> [WHAT IS BEING ASKED]:
Copy the lines of the material word for word, starting with the line that contains "drop a dot on the pan rim in the photo above." and continuing through the end of the material. Include both of those end points.

··· DATASET EXTRACT ···

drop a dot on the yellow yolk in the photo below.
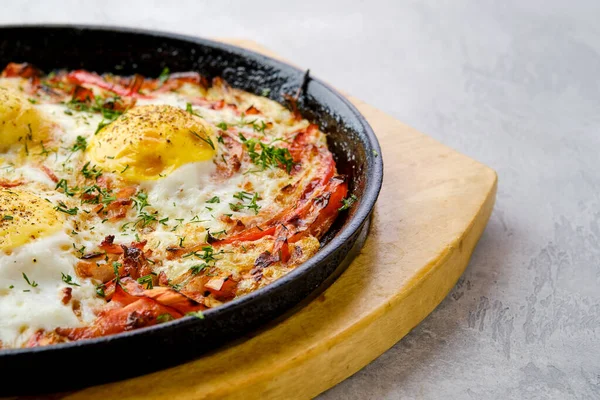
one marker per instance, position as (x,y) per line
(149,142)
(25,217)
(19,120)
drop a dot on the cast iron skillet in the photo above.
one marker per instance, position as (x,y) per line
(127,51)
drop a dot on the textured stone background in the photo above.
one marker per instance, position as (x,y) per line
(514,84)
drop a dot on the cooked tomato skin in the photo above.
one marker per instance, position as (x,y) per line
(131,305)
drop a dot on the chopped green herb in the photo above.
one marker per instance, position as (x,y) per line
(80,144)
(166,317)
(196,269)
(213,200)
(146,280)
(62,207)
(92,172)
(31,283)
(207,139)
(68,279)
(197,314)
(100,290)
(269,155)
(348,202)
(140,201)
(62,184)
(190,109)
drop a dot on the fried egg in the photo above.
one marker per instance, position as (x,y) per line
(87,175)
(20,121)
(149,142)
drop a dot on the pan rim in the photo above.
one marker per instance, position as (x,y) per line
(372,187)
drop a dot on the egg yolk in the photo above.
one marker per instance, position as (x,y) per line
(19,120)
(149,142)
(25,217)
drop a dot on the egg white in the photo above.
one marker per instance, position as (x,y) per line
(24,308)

···

> [CORRECT OUTPUT]:
drop a dot on the pan rim in the photo above.
one marker per instance, position as (x,y) per line
(372,187)
drop a dot on the egg yolk in the photo above.
one marker per instance, position as (x,y) per line
(19,120)
(149,142)
(25,217)
drop a dot on the egg white in the photo above.
one marker per instance, position as (x,y) per line
(24,308)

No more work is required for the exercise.